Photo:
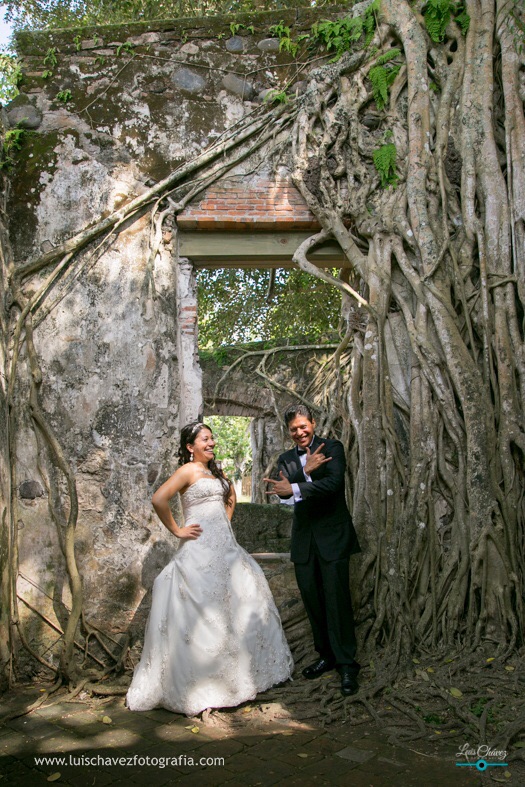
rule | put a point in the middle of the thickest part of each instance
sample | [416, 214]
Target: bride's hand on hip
[189, 532]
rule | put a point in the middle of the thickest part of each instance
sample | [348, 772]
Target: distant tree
[237, 306]
[233, 449]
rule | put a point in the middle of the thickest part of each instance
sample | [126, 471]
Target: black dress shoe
[319, 668]
[349, 684]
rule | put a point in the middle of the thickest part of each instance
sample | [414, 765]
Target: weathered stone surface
[235, 44]
[189, 49]
[29, 490]
[23, 113]
[260, 528]
[116, 384]
[269, 45]
[238, 86]
[189, 81]
[156, 86]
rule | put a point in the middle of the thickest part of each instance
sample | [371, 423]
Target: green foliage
[276, 97]
[12, 141]
[48, 14]
[437, 15]
[282, 32]
[51, 57]
[342, 35]
[433, 718]
[126, 47]
[385, 163]
[382, 76]
[478, 707]
[234, 308]
[10, 77]
[233, 448]
[64, 96]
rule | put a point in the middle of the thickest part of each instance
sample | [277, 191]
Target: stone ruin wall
[119, 356]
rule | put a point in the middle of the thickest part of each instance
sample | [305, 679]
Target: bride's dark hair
[188, 434]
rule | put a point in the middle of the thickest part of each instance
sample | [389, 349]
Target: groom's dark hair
[297, 409]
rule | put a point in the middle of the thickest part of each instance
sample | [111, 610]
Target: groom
[323, 538]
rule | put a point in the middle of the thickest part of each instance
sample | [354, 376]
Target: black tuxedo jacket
[322, 514]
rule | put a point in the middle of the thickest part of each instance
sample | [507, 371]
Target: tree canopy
[243, 305]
════════
Please repeat the entries exactly. Do not include the pictures.

Photo:
rule | put a point in the middle of the thickest part of each instance
sample | [416, 214]
Target: bride's hand on hip
[189, 532]
rule | put a point in the middle of the thickest part of each instance
sample | [348, 772]
Target: distant tree
[237, 306]
[233, 449]
rule | put a point in the middle of the thickest part of each instance
sample | [126, 471]
Target: black dress shoe
[319, 668]
[349, 684]
rule | put a point in the middle of the thickest part of each instance
sample | [414, 765]
Target: weathered stone surface
[235, 44]
[189, 49]
[29, 490]
[23, 113]
[260, 528]
[116, 384]
[269, 45]
[238, 86]
[189, 81]
[156, 86]
rule | put a point in the middle of the thickest part of each instance
sample | [371, 423]
Target: green foliage
[276, 97]
[12, 141]
[48, 14]
[437, 15]
[282, 32]
[51, 57]
[342, 35]
[433, 718]
[126, 47]
[385, 163]
[382, 76]
[478, 707]
[234, 308]
[10, 77]
[233, 448]
[64, 96]
rule | put a point in the middle of the thickest part of each instance
sample | [277, 191]
Target: stone ruin wall
[119, 356]
rule | put a point in the middle of the thickest part of each instance
sample | [305, 679]
Target: bride's dark hair
[188, 434]
rule | put a point in the middle of the thickest part of each instance
sample | [389, 349]
Target: groom's dark hair
[297, 409]
rule | put a point in the middle of the thickest part of each instance
sample | [111, 610]
Target: groom
[323, 538]
rule | put a point in the middle of the thickest part of each instance
sample | [354, 376]
Target: black tuxedo jacket
[322, 514]
rule | put a point in the middle of the thickest part of each instance
sample | [507, 371]
Target: tree canopy
[243, 305]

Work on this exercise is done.